Task prompt —
Line by line, copy the entries exactly, excluding the pictures.

***

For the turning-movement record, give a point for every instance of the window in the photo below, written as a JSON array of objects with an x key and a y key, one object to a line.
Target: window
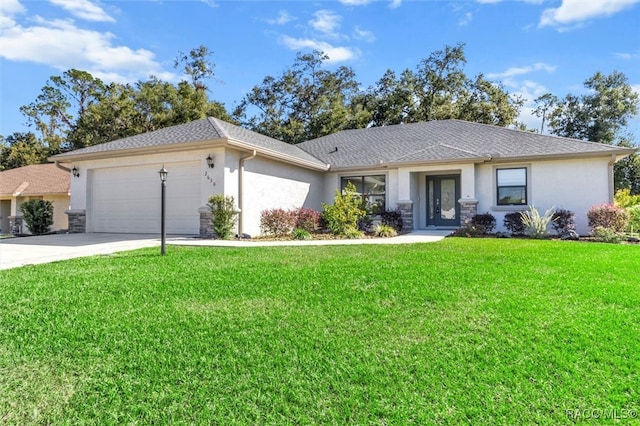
[
  {"x": 512, "y": 186},
  {"x": 371, "y": 188}
]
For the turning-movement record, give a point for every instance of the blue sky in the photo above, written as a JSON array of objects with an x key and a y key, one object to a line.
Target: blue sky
[{"x": 531, "y": 46}]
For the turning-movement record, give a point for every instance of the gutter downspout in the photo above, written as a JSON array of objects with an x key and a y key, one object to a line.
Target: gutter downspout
[
  {"x": 611, "y": 183},
  {"x": 240, "y": 192}
]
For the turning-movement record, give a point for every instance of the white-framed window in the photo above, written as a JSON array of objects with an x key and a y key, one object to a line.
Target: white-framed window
[
  {"x": 372, "y": 188},
  {"x": 511, "y": 186}
]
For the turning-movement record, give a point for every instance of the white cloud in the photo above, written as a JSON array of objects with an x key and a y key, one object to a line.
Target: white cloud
[
  {"x": 360, "y": 34},
  {"x": 84, "y": 9},
  {"x": 326, "y": 22},
  {"x": 465, "y": 19},
  {"x": 283, "y": 18},
  {"x": 574, "y": 12},
  {"x": 516, "y": 71},
  {"x": 63, "y": 45},
  {"x": 335, "y": 53}
]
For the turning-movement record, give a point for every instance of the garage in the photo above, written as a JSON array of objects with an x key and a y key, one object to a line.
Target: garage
[{"x": 127, "y": 199}]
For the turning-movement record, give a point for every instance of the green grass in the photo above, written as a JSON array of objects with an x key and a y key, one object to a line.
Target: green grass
[{"x": 465, "y": 331}]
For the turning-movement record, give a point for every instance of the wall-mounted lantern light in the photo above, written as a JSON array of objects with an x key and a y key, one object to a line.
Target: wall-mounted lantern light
[{"x": 163, "y": 235}]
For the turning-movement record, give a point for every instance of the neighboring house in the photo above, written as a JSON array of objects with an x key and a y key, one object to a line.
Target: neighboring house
[
  {"x": 39, "y": 181},
  {"x": 437, "y": 173}
]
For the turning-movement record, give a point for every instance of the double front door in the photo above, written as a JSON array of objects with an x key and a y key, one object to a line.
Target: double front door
[{"x": 443, "y": 193}]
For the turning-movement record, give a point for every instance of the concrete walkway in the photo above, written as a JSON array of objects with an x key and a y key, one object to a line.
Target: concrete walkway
[{"x": 15, "y": 252}]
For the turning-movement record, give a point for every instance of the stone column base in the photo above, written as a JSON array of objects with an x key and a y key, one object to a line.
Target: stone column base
[
  {"x": 77, "y": 221},
  {"x": 406, "y": 212},
  {"x": 206, "y": 223},
  {"x": 468, "y": 209}
]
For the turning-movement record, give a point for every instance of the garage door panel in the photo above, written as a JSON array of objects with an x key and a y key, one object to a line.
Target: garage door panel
[{"x": 127, "y": 199}]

***

Response box —
For the turning-movement record, give a point for every instance of the window in the photo below, written as a JSON array of objects with an x key and a y key, one object to a line.
Target: window
[
  {"x": 512, "y": 186},
  {"x": 371, "y": 188}
]
For the turning-movement record, give a point for every instance of the blue sky in the photo above, written as a JSON array of objects with an x key and a y key, one object to a line.
Target: blue sky
[{"x": 531, "y": 46}]
For the turning-movement record, give a point for every instance of the gutter downspout in the photo above, written as a JSON array of objects with an x key and a y key, one object to a line.
Target: gutter downspout
[
  {"x": 611, "y": 183},
  {"x": 240, "y": 192}
]
For the turning-movement record, give a point for every instance of the white-framed window in the photo above, written as a JSON array of objects with an x key and a y key, one object to a line.
Target: white-framed window
[
  {"x": 372, "y": 188},
  {"x": 511, "y": 186}
]
For the turning-movement record, give a point for every instance of the white cloud in the photo above, written as a JSON array of objects with an x key and a y key, one object to a line.
Target: white cloud
[
  {"x": 360, "y": 34},
  {"x": 84, "y": 9},
  {"x": 326, "y": 22},
  {"x": 465, "y": 19},
  {"x": 283, "y": 18},
  {"x": 574, "y": 12},
  {"x": 516, "y": 71},
  {"x": 63, "y": 45},
  {"x": 335, "y": 53}
]
For the turning-movement record, give a point for every instance of the garage in the photo above, written as a JSON array of objects with an x key and a y key, one object to a line.
Target: garage
[{"x": 127, "y": 199}]
For the turning-movement record, give a point for every instance of the green grass in the photo above, written as a JSON array of objects with an x key and a y key, one object to a line.
Target: green grass
[{"x": 465, "y": 331}]
For the turning-movement record, give a point for every instance of the wall-mounted lantern light in the photo above, written as a JSON array of objects with an x key and a y key, one object to a line.
Target: wall-mounted lantern light
[{"x": 163, "y": 235}]
For the turning-movement record, give a point for every instance of the neighboring house in the photo above, written as a JSON array of objects with an x key and a y key, one object to a line.
Target: neighboring house
[
  {"x": 39, "y": 181},
  {"x": 437, "y": 173}
]
For the turning-movement record, give a point for every instance of the double front door in the photo above, written as a JSON array of objects with an x key and a y key, one object to a line.
Target: double front door
[{"x": 443, "y": 193}]
For the turning-movement record, give a point for every instance of the concrete walkway in the photo above, written as a JSON array of objects with an x key and a y key, one object to a line.
Target: concrete walkway
[{"x": 15, "y": 252}]
For the turning-movement record, give a point for every instance of the stone column base in the photo above, written as a JSON array of objects with an x key and a y key, one object to a line.
Target: stone column base
[
  {"x": 77, "y": 221},
  {"x": 406, "y": 212},
  {"x": 206, "y": 223},
  {"x": 468, "y": 209}
]
For the turning-movement record, give a point for every instance of the garage door panel in the photo above, written as a JSON array of objects with an x key and a y key, one object to a line.
Target: garage door panel
[{"x": 127, "y": 199}]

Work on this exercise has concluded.